> _EXERCISE AIM_: Scan the records below and report how many lines contain the word "like", giving the number by itself.

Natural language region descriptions
===

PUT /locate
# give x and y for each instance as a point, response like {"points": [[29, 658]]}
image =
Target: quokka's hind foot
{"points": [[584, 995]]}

===

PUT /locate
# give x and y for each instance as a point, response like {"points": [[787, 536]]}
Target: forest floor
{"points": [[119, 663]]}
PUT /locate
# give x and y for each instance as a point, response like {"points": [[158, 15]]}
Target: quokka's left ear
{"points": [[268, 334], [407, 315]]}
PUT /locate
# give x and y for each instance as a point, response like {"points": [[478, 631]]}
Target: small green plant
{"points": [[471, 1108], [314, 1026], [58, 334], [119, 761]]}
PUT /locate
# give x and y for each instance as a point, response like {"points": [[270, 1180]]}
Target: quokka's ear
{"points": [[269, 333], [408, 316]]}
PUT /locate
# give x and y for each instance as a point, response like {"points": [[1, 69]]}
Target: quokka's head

===

> _EXERCISE SOLUTION_: 6